▶ _What the task requires_: Rewrite the material below, putting "military uniform" wherever "camouflage uniform" appears and leaving everything else unchanged.

======== Information shown

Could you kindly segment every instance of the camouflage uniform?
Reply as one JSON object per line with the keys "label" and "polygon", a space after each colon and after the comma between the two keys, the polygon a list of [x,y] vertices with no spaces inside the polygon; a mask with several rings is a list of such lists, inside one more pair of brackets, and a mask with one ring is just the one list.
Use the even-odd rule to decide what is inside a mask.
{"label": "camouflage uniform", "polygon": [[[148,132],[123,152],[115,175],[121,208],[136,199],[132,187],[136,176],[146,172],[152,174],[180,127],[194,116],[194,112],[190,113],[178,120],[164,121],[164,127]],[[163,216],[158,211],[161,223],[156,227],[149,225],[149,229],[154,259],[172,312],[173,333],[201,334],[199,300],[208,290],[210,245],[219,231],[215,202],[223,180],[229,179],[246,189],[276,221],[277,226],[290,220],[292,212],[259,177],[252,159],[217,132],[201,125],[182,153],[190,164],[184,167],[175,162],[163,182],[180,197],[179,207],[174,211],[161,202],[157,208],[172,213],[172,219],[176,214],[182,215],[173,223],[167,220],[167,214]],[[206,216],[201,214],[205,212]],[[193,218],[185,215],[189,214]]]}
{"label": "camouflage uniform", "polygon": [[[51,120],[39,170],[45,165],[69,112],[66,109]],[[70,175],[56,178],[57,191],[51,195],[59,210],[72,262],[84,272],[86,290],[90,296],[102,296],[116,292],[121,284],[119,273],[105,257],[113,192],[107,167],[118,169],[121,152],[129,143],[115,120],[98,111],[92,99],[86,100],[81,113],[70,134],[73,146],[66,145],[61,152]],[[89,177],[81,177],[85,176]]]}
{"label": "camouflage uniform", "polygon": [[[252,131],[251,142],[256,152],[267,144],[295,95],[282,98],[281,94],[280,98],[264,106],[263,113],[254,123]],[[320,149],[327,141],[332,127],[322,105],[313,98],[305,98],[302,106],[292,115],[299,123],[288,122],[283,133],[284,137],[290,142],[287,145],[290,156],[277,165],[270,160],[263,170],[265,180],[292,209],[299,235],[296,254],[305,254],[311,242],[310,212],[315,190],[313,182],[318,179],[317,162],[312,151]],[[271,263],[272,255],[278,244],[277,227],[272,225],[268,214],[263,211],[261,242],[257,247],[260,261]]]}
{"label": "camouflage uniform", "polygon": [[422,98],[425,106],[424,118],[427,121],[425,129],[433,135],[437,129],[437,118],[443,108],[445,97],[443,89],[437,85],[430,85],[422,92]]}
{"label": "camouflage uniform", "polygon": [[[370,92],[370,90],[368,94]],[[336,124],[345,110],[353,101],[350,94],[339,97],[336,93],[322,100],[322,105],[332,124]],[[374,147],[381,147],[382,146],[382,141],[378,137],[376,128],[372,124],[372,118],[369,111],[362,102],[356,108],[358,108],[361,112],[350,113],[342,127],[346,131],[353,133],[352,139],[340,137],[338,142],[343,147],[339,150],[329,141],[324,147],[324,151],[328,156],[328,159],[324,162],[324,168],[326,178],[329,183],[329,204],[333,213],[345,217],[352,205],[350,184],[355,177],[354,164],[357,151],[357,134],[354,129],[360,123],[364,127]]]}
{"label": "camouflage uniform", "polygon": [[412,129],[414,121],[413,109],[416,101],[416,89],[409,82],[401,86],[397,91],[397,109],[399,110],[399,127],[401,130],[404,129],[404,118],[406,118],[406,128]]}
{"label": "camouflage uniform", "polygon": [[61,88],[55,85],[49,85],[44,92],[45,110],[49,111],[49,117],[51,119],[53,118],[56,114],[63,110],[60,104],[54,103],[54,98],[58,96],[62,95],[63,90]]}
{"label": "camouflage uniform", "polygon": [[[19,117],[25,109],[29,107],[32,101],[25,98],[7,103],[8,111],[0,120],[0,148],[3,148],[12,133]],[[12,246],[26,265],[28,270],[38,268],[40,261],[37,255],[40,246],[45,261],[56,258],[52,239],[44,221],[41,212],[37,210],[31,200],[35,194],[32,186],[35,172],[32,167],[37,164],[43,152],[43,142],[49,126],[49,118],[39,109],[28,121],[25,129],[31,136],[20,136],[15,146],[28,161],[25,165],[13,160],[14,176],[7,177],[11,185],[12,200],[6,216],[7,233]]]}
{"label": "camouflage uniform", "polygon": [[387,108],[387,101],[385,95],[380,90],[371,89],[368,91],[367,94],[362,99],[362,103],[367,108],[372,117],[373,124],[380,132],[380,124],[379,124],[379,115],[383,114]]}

================

▶ _Answer to the exercise_:
Could you kindly segment every instance of the military uniform?
Reply as one JSON object per line with the keys "label" and "polygon", a space after each colon and after the comma between the two keys, the polygon a list of [x,y] vertices with no spaces inside the polygon; a mask with several rings is a list of such lists, inside one more pair of brackets, and a mask with one ring is just the one list.
Use the even-odd rule to decide what is inside a mask.
{"label": "military uniform", "polygon": [[[148,132],[123,152],[115,175],[121,208],[136,199],[132,187],[136,176],[146,172],[152,174],[180,127],[194,116],[194,112],[190,113],[178,120],[164,121],[164,127]],[[163,216],[158,211],[161,223],[156,227],[149,225],[149,229],[154,259],[172,312],[173,333],[201,334],[199,300],[208,290],[210,245],[219,231],[215,202],[223,180],[229,179],[246,189],[276,221],[277,226],[290,220],[292,212],[259,177],[252,159],[217,132],[201,125],[182,153],[190,164],[184,167],[175,162],[163,182],[180,197],[179,207],[174,211],[161,202],[157,208],[172,213],[172,219],[176,214],[182,215],[173,223],[167,220],[167,214]],[[206,216],[201,214],[205,212]],[[193,218],[185,215],[189,214]]]}
{"label": "military uniform", "polygon": [[[51,120],[39,170],[45,165],[69,112],[66,109]],[[70,175],[56,178],[57,191],[51,195],[59,210],[72,262],[84,272],[86,290],[90,296],[102,296],[116,292],[121,284],[119,273],[105,257],[113,192],[107,167],[118,169],[121,152],[129,143],[115,120],[98,111],[92,99],[86,100],[81,113],[70,134],[73,146],[66,145],[61,152]],[[89,177],[81,177],[85,176]]]}
{"label": "military uniform", "polygon": [[[252,131],[251,142],[256,152],[267,144],[295,95],[282,98],[281,94],[280,98],[264,106],[263,113],[254,123]],[[320,149],[327,141],[332,127],[322,105],[313,98],[305,98],[302,106],[292,115],[299,123],[288,122],[283,133],[284,137],[290,142],[287,145],[290,156],[277,165],[270,160],[263,170],[265,180],[292,209],[299,235],[296,254],[305,254],[311,242],[310,212],[315,190],[313,182],[318,179],[317,162],[312,151]],[[271,263],[272,255],[278,244],[277,227],[272,225],[268,214],[263,211],[261,242],[257,247],[260,261]]]}
{"label": "military uniform", "polygon": [[422,98],[425,106],[424,118],[427,121],[425,129],[433,135],[437,129],[437,118],[443,108],[445,97],[443,89],[437,85],[430,85],[422,92]]}
{"label": "military uniform", "polygon": [[[370,92],[370,90],[368,94]],[[336,124],[345,110],[353,101],[350,94],[339,97],[336,93],[322,100],[322,105],[332,124]],[[374,147],[381,147],[382,146],[382,141],[378,137],[376,128],[372,124],[372,118],[369,111],[362,102],[356,108],[358,108],[361,112],[350,113],[342,127],[346,131],[353,133],[352,139],[340,137],[338,142],[343,147],[339,150],[329,141],[324,147],[324,151],[328,156],[328,159],[324,162],[324,168],[326,178],[329,183],[329,204],[333,213],[345,217],[352,205],[350,184],[355,177],[354,164],[357,151],[357,134],[354,129],[360,123],[364,127]]]}
{"label": "military uniform", "polygon": [[412,129],[414,121],[413,109],[416,101],[416,89],[409,82],[401,86],[397,91],[397,109],[399,110],[399,127],[401,130],[404,129],[404,118],[406,118],[406,128]]}
{"label": "military uniform", "polygon": [[61,88],[55,85],[49,85],[44,92],[45,110],[49,111],[49,117],[51,119],[53,118],[56,114],[63,110],[60,104],[54,103],[54,98],[58,96],[62,95],[63,90]]}
{"label": "military uniform", "polygon": [[[19,117],[25,109],[29,107],[32,101],[25,98],[7,103],[8,111],[0,120],[0,148],[3,148],[12,133]],[[12,246],[26,265],[28,270],[38,268],[40,261],[37,255],[40,246],[45,261],[56,258],[52,239],[44,221],[41,212],[37,210],[31,200],[35,194],[32,186],[35,172],[32,167],[37,164],[43,152],[43,142],[49,126],[49,118],[39,109],[28,121],[25,129],[31,136],[20,136],[15,146],[28,161],[25,165],[13,160],[14,176],[7,177],[11,185],[12,200],[6,216],[7,233]]]}
{"label": "military uniform", "polygon": [[387,108],[387,101],[385,95],[380,90],[371,89],[368,91],[367,94],[362,99],[362,103],[367,108],[372,117],[373,124],[380,132],[380,124],[379,124],[379,115],[383,114]]}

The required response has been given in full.